## TASK STATEMENT
The output should consist solely of the line containing "Annotation task — pin every instance of the eroded" and the lines that follow it through the end of the data below.
━━━━━━━━
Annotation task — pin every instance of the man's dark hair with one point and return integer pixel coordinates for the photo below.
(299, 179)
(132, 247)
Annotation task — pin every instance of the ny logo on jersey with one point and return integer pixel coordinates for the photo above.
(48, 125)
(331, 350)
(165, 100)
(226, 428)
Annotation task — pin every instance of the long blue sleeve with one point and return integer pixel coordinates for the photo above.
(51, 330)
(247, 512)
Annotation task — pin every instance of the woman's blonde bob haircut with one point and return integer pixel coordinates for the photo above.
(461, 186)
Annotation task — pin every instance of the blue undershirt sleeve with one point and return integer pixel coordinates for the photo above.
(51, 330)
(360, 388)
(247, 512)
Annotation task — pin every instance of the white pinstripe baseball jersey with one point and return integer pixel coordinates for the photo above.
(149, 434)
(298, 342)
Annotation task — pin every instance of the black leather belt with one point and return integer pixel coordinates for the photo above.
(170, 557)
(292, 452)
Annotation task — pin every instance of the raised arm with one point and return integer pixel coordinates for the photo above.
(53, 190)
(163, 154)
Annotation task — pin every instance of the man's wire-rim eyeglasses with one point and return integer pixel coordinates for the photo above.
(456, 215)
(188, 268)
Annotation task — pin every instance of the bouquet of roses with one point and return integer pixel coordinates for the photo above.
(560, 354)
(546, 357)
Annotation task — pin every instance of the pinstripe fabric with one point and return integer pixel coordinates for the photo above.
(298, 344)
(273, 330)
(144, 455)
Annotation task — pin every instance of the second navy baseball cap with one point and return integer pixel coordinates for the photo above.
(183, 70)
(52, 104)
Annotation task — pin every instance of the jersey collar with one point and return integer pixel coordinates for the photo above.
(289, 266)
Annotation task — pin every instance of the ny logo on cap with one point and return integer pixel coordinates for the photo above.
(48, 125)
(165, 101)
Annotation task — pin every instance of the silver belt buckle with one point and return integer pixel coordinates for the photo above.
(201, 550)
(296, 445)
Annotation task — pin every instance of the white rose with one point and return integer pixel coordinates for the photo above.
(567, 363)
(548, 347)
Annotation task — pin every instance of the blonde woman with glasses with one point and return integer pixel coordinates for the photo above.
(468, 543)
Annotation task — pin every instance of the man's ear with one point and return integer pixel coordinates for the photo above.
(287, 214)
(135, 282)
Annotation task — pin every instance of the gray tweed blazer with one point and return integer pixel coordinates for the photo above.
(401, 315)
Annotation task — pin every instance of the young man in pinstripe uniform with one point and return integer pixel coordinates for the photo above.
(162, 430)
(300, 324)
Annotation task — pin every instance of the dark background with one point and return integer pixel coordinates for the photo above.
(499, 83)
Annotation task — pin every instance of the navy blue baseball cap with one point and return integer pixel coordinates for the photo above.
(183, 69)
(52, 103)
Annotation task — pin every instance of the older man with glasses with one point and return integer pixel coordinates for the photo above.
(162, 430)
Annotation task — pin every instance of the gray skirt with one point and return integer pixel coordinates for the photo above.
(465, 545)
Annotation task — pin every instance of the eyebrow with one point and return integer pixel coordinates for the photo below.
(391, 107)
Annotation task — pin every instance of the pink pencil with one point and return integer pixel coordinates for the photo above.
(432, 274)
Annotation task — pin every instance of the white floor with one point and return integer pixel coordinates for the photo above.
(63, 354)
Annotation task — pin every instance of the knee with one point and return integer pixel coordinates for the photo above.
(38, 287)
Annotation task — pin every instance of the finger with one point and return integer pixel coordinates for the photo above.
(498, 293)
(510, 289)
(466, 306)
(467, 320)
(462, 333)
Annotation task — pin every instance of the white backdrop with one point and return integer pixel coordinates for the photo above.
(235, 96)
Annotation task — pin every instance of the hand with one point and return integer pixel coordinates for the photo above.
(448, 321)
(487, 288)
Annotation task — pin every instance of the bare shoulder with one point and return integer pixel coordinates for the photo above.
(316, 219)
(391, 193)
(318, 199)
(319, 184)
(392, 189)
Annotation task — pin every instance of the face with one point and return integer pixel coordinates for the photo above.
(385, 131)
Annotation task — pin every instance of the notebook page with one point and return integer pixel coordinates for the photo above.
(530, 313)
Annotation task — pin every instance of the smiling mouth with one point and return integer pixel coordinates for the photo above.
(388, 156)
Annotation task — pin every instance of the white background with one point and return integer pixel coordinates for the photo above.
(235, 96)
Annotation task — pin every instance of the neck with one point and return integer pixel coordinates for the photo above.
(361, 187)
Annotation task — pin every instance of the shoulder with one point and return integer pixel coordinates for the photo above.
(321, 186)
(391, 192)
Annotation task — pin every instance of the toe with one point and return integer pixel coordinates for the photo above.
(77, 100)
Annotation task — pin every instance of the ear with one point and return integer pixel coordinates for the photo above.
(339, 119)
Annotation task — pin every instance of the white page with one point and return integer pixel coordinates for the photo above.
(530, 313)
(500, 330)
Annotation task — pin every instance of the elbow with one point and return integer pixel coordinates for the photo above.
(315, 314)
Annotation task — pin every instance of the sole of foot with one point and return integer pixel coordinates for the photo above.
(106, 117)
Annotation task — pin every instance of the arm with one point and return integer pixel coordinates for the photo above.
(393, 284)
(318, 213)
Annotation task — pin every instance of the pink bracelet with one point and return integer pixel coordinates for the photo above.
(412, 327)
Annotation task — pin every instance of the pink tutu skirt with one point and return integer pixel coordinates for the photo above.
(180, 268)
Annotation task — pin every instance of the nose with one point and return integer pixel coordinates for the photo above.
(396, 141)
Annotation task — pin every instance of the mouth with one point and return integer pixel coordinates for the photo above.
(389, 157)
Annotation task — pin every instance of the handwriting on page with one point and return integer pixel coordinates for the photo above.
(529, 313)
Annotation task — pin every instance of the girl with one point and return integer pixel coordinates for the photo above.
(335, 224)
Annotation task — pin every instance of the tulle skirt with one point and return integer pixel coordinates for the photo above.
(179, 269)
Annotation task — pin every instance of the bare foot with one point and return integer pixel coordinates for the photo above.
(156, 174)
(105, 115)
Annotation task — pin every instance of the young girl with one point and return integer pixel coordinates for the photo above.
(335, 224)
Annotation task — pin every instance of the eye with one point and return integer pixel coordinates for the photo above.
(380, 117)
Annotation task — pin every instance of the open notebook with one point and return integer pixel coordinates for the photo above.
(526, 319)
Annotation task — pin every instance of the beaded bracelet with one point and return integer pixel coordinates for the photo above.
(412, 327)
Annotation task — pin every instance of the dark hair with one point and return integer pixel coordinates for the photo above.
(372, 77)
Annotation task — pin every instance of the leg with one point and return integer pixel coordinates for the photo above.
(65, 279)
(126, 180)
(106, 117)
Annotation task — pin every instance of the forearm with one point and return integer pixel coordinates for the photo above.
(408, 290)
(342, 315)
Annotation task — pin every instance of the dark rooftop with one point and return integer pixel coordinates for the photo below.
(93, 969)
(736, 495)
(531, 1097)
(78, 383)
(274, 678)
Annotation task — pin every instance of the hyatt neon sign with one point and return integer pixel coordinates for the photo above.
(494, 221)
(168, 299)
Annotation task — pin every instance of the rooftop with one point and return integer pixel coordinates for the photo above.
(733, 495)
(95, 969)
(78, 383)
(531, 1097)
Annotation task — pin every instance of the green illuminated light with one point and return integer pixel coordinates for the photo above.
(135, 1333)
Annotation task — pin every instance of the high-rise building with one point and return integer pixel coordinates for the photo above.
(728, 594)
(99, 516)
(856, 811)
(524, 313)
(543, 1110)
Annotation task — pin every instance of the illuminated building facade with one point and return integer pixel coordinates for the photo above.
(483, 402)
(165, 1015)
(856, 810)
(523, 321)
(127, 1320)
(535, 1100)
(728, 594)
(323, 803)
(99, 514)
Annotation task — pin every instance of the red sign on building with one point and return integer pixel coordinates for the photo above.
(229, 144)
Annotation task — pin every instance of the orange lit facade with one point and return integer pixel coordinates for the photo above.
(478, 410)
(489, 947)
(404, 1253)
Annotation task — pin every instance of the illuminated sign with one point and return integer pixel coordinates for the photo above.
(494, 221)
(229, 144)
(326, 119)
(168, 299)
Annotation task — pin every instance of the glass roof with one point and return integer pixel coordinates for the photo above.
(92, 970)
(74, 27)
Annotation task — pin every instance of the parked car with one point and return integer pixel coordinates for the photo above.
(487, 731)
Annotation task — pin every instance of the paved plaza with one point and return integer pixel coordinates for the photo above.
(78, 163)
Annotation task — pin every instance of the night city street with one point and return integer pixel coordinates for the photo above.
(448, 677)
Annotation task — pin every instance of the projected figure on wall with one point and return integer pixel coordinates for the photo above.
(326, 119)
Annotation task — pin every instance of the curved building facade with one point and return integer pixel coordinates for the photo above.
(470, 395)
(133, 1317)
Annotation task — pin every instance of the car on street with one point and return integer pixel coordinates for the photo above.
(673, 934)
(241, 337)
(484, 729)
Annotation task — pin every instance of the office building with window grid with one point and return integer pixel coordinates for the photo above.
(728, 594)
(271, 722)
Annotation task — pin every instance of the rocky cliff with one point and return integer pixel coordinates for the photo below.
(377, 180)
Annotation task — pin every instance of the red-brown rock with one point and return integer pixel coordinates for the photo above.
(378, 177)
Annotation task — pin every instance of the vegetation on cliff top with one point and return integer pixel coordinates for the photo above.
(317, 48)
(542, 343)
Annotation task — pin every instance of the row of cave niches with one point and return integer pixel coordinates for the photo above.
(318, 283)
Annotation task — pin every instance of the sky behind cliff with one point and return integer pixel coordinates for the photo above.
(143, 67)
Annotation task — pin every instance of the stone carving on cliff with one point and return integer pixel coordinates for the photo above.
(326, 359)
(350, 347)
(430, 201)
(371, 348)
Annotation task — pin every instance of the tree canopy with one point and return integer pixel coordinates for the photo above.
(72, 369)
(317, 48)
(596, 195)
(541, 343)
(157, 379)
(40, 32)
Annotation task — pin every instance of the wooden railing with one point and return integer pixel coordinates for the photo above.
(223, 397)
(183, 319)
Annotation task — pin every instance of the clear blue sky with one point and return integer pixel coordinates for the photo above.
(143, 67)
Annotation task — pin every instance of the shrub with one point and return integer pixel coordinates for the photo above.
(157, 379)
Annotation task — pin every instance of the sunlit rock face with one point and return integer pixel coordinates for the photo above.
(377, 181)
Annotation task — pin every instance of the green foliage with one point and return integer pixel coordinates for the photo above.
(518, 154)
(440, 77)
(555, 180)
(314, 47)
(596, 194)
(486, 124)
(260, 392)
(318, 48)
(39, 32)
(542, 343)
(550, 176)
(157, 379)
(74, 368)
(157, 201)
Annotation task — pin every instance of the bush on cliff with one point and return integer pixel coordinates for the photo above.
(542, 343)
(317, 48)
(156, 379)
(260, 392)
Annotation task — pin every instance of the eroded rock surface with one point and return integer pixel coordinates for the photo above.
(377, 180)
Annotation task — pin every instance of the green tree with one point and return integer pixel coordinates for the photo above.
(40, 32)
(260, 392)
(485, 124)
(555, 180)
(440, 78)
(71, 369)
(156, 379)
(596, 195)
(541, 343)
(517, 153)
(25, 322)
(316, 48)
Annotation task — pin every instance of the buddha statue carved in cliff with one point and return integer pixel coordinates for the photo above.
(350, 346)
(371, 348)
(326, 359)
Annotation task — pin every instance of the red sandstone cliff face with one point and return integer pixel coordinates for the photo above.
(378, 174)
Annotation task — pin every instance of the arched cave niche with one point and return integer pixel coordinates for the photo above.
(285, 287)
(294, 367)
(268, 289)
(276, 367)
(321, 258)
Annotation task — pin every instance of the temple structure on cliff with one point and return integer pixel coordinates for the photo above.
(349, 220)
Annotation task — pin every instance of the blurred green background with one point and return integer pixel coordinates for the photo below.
━━━━━━━━
## EXERCISE SOLUTION
Annotation task — pin every instance of the eroded rock surface with one point and return integer pixel coordinates for the photo above.
(377, 180)
Annotation task — pin every instance of the green tree with one point and return integer pixel coordinates for the photo above.
(40, 32)
(260, 392)
(485, 124)
(555, 180)
(440, 78)
(71, 369)
(156, 379)
(596, 195)
(541, 343)
(517, 153)
(25, 322)
(316, 48)
Annotation task — pin every instance of the buddha statue carved in cliff with one point and return integer pixel coordinates for the photo above.
(350, 346)
(371, 348)
(326, 359)
Annotation task — pin every instance of the red sandstone cliff face with one point and return integer pixel coordinates for the photo above.
(378, 174)
Annotation task — pin every instance of the arched cave niche with one point and return integer pixel coordinates for the photo above.
(285, 287)
(294, 367)
(268, 289)
(276, 367)
(321, 258)
Annotation task — pin every instance of the temple structure on cliff with one point and return integer pixel coordinates for the photo above.
(349, 220)
Annotation task — pin every instance of the blurred green background with one point and return integer pixel coordinates for the photo below.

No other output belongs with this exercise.